[Problem details]:
Rewrite the listing below, changing every "nothing more" to "nothing else" and leaving all other text untouched.

[Material for this exercise]:
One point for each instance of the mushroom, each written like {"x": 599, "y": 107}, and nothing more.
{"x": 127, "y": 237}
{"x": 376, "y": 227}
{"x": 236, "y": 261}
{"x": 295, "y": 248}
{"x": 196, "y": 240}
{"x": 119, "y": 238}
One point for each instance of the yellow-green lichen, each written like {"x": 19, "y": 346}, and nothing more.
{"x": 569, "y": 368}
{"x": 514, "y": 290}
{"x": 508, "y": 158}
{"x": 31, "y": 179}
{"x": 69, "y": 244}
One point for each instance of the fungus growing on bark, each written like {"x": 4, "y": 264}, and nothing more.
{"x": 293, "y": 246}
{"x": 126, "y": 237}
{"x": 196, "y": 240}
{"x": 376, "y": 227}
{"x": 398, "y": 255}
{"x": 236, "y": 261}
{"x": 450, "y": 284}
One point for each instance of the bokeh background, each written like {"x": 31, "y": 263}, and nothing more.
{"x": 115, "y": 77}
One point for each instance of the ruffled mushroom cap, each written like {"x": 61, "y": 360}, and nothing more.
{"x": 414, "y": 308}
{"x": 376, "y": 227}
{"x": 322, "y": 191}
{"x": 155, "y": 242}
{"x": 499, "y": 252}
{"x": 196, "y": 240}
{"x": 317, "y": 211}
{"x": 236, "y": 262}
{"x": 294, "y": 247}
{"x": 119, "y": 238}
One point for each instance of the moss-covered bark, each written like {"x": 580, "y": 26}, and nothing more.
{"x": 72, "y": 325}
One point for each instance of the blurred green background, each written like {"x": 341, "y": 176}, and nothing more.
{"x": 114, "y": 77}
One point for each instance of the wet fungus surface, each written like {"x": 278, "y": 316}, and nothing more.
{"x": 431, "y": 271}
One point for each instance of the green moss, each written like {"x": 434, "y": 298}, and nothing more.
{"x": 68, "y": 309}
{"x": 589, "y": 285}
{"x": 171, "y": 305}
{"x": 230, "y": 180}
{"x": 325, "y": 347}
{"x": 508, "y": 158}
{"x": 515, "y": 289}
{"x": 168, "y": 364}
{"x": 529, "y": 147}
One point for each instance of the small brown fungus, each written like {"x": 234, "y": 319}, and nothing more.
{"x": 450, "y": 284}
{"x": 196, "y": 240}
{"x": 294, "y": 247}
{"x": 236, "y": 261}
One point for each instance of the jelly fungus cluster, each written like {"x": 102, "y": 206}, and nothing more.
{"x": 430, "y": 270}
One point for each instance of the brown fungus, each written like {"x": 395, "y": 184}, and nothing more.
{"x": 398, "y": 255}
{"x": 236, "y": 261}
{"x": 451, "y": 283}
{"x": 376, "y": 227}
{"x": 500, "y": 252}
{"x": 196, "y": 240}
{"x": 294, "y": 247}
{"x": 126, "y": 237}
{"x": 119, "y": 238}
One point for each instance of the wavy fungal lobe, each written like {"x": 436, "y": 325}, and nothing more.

[Solution below]:
One point for each instance of the mushroom, each written like {"x": 599, "y": 107}, and nothing else.
{"x": 127, "y": 237}
{"x": 376, "y": 227}
{"x": 236, "y": 261}
{"x": 295, "y": 248}
{"x": 196, "y": 240}
{"x": 119, "y": 238}
One point for each instance of the yellow-green lichen, each written like {"x": 19, "y": 346}, and nothing else.
{"x": 569, "y": 368}
{"x": 514, "y": 290}
{"x": 508, "y": 158}
{"x": 31, "y": 179}
{"x": 69, "y": 244}
One point for each instance of the fungus growing on bark, each written like {"x": 4, "y": 264}, and nothing else.
{"x": 293, "y": 246}
{"x": 126, "y": 237}
{"x": 196, "y": 240}
{"x": 376, "y": 227}
{"x": 398, "y": 255}
{"x": 236, "y": 261}
{"x": 450, "y": 284}
One point for each instance of the bokeh background, each written like {"x": 31, "y": 263}, and nothing else.
{"x": 115, "y": 77}
One point for each instance of the ruffled mushroom cap, each written like {"x": 61, "y": 360}, and nothing else.
{"x": 414, "y": 308}
{"x": 376, "y": 227}
{"x": 322, "y": 191}
{"x": 155, "y": 242}
{"x": 499, "y": 252}
{"x": 196, "y": 240}
{"x": 317, "y": 211}
{"x": 236, "y": 262}
{"x": 294, "y": 247}
{"x": 119, "y": 238}
One point for each instance of the moss-covered bark, each written like {"x": 580, "y": 26}, and nothing else.
{"x": 72, "y": 325}
One point for each instance of the blurred green background, each written like {"x": 341, "y": 176}, and nothing else.
{"x": 114, "y": 77}
One point for each instance of the wet fungus surface, each written like {"x": 278, "y": 316}, and nothing else.
{"x": 431, "y": 271}
One point for each instance of the green moss, each written like {"x": 434, "y": 298}, and nothing else.
{"x": 68, "y": 309}
{"x": 589, "y": 285}
{"x": 171, "y": 305}
{"x": 230, "y": 180}
{"x": 325, "y": 347}
{"x": 508, "y": 158}
{"x": 515, "y": 289}
{"x": 168, "y": 364}
{"x": 529, "y": 147}
One point for each instance of the small brown fungus, each written like {"x": 234, "y": 319}, and nothing else.
{"x": 450, "y": 284}
{"x": 196, "y": 240}
{"x": 294, "y": 247}
{"x": 236, "y": 261}
One point for each instance of the jelly fungus cluster, each written like {"x": 102, "y": 206}, and nothing else.
{"x": 430, "y": 270}
One point for each instance of the brown fungus, each written like {"x": 395, "y": 184}, and nothing else.
{"x": 398, "y": 255}
{"x": 236, "y": 261}
{"x": 451, "y": 283}
{"x": 376, "y": 227}
{"x": 500, "y": 252}
{"x": 196, "y": 240}
{"x": 294, "y": 247}
{"x": 126, "y": 237}
{"x": 119, "y": 238}
One point for each instance of the wavy fungal lobe, each written like {"x": 436, "y": 325}, and nothing else.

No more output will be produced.